▶ Размеченные контуры фигур
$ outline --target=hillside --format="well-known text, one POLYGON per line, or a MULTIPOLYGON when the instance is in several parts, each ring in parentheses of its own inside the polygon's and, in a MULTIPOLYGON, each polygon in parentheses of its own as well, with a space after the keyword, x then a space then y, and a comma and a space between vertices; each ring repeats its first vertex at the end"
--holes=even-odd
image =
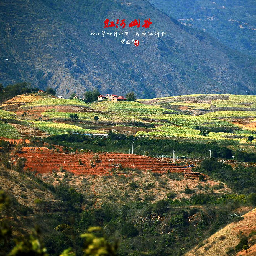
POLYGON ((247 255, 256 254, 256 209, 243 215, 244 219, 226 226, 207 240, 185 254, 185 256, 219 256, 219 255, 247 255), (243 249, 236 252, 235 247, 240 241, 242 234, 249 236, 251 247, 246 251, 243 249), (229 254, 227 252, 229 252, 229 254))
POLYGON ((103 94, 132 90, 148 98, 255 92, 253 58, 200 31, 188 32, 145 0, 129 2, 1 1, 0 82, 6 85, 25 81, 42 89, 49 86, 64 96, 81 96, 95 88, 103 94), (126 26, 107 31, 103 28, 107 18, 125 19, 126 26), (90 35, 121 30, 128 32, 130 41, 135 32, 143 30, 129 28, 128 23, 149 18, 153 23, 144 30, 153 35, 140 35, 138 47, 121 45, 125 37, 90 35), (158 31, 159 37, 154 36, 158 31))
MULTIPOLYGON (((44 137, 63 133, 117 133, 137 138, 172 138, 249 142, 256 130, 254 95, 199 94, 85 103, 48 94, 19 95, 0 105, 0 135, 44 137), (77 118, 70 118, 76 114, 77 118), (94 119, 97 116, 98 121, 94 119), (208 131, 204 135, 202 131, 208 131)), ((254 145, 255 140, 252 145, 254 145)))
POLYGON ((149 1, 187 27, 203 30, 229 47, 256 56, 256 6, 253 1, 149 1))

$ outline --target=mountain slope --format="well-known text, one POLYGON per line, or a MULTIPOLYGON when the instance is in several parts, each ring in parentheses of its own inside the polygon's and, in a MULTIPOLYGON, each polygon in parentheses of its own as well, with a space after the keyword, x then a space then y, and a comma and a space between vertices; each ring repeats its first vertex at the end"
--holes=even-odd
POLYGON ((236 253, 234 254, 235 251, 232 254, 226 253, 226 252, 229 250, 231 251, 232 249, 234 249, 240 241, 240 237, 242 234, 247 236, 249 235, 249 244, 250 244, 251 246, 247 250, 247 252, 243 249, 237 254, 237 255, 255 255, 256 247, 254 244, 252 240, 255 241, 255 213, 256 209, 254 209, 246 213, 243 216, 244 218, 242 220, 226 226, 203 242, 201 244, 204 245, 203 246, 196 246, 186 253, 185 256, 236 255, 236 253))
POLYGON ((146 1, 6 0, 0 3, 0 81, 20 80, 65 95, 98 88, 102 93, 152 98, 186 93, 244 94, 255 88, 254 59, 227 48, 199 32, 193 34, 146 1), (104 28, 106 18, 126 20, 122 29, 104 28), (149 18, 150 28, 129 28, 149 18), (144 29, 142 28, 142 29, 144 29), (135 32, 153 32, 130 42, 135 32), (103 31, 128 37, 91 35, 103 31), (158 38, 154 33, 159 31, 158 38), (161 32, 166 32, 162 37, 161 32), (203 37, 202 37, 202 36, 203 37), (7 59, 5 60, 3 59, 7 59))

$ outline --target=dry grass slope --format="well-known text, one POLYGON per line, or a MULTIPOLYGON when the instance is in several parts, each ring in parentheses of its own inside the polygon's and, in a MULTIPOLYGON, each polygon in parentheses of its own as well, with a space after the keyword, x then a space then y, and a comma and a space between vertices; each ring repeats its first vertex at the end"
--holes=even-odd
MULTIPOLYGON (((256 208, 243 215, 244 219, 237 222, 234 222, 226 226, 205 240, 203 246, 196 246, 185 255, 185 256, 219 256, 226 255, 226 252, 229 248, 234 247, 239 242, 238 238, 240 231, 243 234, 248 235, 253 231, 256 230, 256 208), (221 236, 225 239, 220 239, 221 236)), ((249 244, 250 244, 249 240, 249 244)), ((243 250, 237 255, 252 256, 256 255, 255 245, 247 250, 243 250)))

--

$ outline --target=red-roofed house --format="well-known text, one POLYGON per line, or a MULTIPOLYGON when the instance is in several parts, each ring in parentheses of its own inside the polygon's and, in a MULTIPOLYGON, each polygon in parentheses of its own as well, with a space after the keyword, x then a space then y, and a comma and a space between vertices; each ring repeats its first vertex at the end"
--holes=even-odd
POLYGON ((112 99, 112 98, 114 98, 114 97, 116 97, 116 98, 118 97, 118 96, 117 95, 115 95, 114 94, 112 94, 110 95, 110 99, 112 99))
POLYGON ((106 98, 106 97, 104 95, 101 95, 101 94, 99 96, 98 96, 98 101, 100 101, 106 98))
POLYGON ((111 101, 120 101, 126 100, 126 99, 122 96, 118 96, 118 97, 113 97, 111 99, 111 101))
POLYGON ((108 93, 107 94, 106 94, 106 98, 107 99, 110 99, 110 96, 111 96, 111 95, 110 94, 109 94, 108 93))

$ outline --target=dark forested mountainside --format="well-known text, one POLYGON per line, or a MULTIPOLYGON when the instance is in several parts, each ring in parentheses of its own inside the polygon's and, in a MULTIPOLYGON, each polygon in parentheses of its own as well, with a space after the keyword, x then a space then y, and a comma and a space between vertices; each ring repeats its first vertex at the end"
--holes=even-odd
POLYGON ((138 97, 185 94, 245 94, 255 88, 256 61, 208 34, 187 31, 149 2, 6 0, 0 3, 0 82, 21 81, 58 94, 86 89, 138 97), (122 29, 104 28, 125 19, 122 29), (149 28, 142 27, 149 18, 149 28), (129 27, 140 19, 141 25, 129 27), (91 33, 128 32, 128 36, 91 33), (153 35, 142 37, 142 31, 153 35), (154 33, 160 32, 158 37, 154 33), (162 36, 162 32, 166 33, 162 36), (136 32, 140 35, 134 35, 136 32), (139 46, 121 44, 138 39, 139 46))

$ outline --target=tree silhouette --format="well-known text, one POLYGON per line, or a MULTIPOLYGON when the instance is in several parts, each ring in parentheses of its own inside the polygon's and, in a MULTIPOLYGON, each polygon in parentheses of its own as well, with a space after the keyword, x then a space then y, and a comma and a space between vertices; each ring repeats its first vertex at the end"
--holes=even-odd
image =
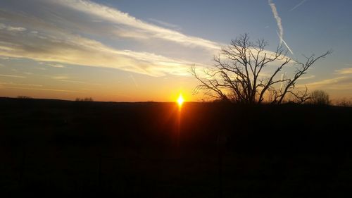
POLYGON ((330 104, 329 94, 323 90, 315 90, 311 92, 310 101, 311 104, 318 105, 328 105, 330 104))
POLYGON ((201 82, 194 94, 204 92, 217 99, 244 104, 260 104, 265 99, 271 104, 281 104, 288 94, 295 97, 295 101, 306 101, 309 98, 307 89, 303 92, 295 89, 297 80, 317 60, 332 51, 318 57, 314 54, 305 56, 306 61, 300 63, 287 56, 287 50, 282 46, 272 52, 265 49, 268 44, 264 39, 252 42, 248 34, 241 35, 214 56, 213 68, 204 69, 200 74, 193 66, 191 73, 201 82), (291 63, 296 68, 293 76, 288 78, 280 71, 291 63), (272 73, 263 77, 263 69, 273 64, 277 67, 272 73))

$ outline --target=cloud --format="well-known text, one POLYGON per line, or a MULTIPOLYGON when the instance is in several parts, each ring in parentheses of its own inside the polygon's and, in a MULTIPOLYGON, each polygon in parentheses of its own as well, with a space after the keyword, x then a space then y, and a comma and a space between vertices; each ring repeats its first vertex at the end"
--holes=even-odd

▶ ЗАДАНИЕ
Перепишите дословно строки материала выше: всё от строки, в которой есть «outline --target=dry grass», вниз до строки, в которой есть «MULTIPOLYGON (((256 208, 243», включая обе эти строки.

▶ ОТВЕТ НИЖЕ
$ outline --target=dry grass slope --format="well-known text, one POLYGON per line, or a MULTIPOLYGON when the instance is in several parts, each ring in parentheses of its own inside the polygon's and, in a MULTIPOLYGON, each polygon in parentheses of its own as well, with a space after the keyword, x then a space then y, and a comma and a space between vertices; each ring repeats its first vertex at the end"
--holes=even-odd
MULTIPOLYGON (((256 208, 243 215, 244 219, 237 222, 234 222, 226 226, 205 240, 203 246, 196 246, 185 255, 185 256, 219 256, 226 255, 226 252, 229 248, 234 247, 239 242, 238 238, 240 231, 243 234, 248 235, 253 231, 256 230, 256 208), (221 236, 225 239, 220 239, 221 236)), ((249 244, 250 244, 249 240, 249 244)), ((243 250, 237 255, 252 256, 256 255, 255 245, 247 250, 243 250)))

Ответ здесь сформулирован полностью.